═══ Given passage

Woman Sues After Her Martha’s Vineyard Rental Home Was Used for Gay, Transsexual Porn Shoot

EXCLUSIVE
Martha's Vineyard house
homeaway.com

A woman’s Martha’s Vineyard home was turned into a porn set without her knowledge after she rented it out online, and she claims nearly every room in her house was used for hardcore sex and even her clean linens and decorative pillows were defiled.

According to a lawsuit filed in federal court in Massachusetts and obtained by The Blast, Leah Bassett says she rented her home in Aquinnah, MA to a guy named Joshua Spafford from October 4, 2014 through May 15, 2015.

In reality, Bassett claims, Spafford was renting the home on behalf of a woman named Monica Jensen (aka Nica Noelle) and her company, Mile High Media, so they could “create a multitude of gay male and transsexual porn/videos.”

══════
═══ Entries

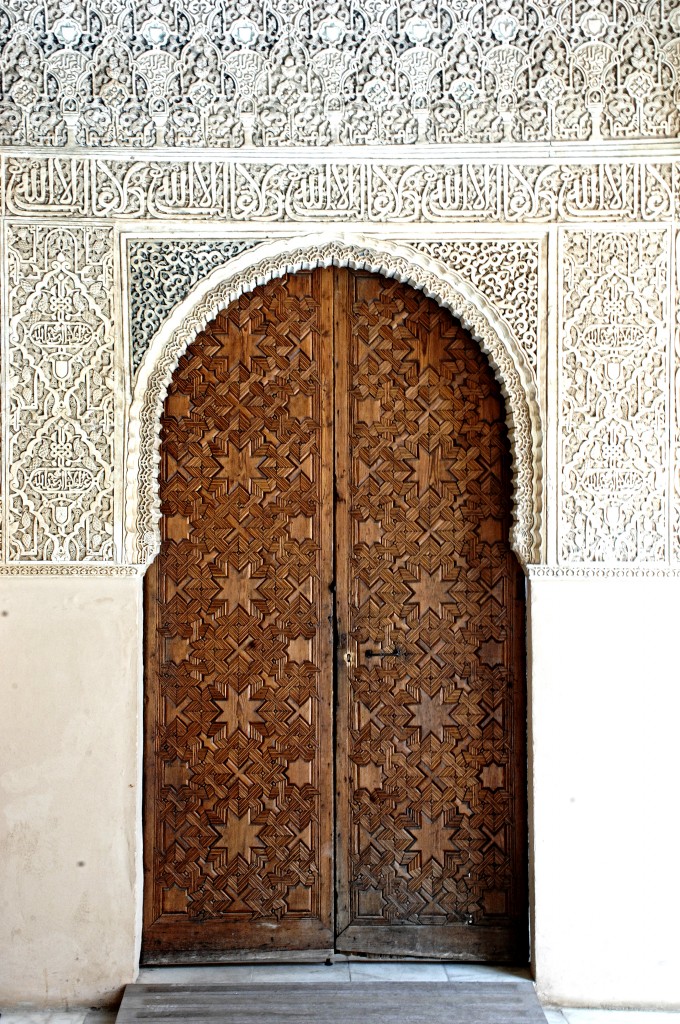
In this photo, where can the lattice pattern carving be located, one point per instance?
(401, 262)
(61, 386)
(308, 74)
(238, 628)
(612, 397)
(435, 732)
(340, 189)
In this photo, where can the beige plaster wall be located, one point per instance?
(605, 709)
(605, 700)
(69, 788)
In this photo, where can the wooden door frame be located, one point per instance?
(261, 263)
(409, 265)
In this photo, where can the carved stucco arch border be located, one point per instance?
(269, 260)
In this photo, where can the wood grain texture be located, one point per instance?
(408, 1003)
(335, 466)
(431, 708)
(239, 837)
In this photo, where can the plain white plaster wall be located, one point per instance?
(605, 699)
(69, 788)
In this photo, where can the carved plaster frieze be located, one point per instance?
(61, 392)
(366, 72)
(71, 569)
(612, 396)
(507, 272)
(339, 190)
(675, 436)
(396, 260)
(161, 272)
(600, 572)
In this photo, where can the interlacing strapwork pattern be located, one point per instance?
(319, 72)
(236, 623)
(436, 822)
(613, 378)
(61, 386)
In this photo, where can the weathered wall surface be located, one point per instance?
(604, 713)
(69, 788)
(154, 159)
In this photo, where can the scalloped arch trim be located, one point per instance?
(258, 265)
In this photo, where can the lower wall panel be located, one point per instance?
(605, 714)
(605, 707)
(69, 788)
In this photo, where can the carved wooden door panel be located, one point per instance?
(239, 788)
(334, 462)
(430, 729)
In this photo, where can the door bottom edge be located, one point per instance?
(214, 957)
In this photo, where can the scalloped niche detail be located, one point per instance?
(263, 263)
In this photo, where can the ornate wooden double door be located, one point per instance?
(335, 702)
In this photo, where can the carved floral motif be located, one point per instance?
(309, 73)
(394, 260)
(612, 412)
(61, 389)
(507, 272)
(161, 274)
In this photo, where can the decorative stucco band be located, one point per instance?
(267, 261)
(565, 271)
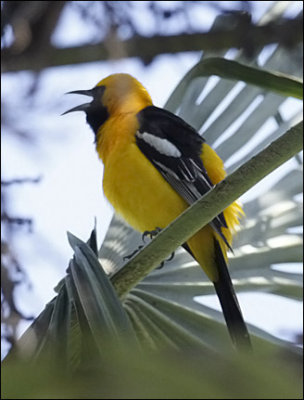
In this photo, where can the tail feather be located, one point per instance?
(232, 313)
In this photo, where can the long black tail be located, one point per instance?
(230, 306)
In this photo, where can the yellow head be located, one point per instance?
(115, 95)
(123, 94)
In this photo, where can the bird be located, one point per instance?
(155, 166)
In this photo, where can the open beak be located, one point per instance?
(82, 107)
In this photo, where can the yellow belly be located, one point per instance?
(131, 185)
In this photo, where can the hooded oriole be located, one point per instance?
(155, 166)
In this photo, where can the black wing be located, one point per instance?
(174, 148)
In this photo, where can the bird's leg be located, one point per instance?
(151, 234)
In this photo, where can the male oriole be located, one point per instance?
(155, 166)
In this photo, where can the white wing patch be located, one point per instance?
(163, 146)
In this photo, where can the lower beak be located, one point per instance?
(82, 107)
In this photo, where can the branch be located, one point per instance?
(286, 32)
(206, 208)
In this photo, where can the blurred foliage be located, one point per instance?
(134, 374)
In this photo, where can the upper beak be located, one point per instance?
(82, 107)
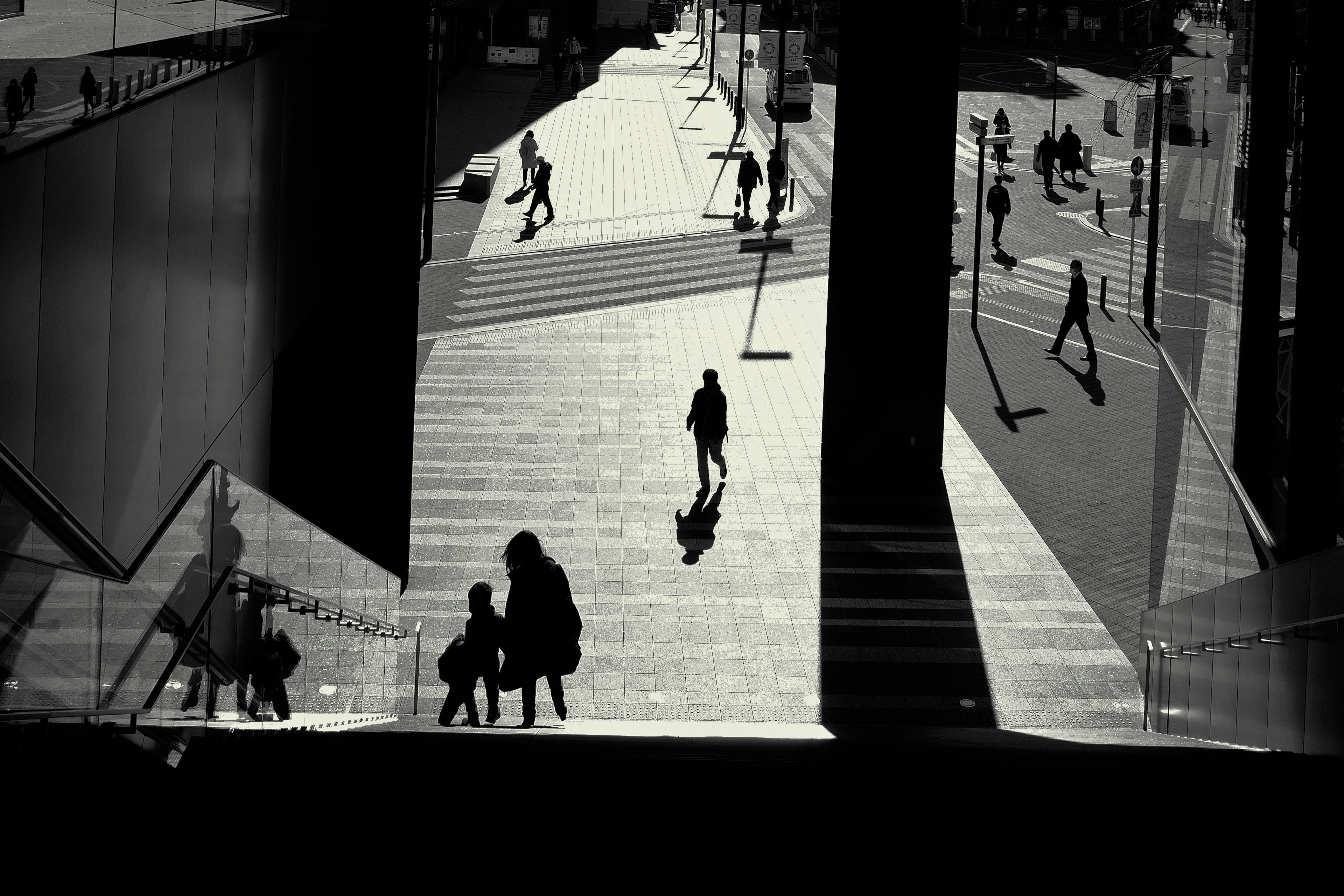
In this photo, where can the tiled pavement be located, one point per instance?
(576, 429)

══════

Exercise requirements » According to the article on the rental-home lawsuit, for what period did Leah Bassett rent her home to Joshua Spafford? These entries come from a separate source and have no connection to the article on the rental-home lawsuit.

Output » From October 4, 2014 through May 15, 2015.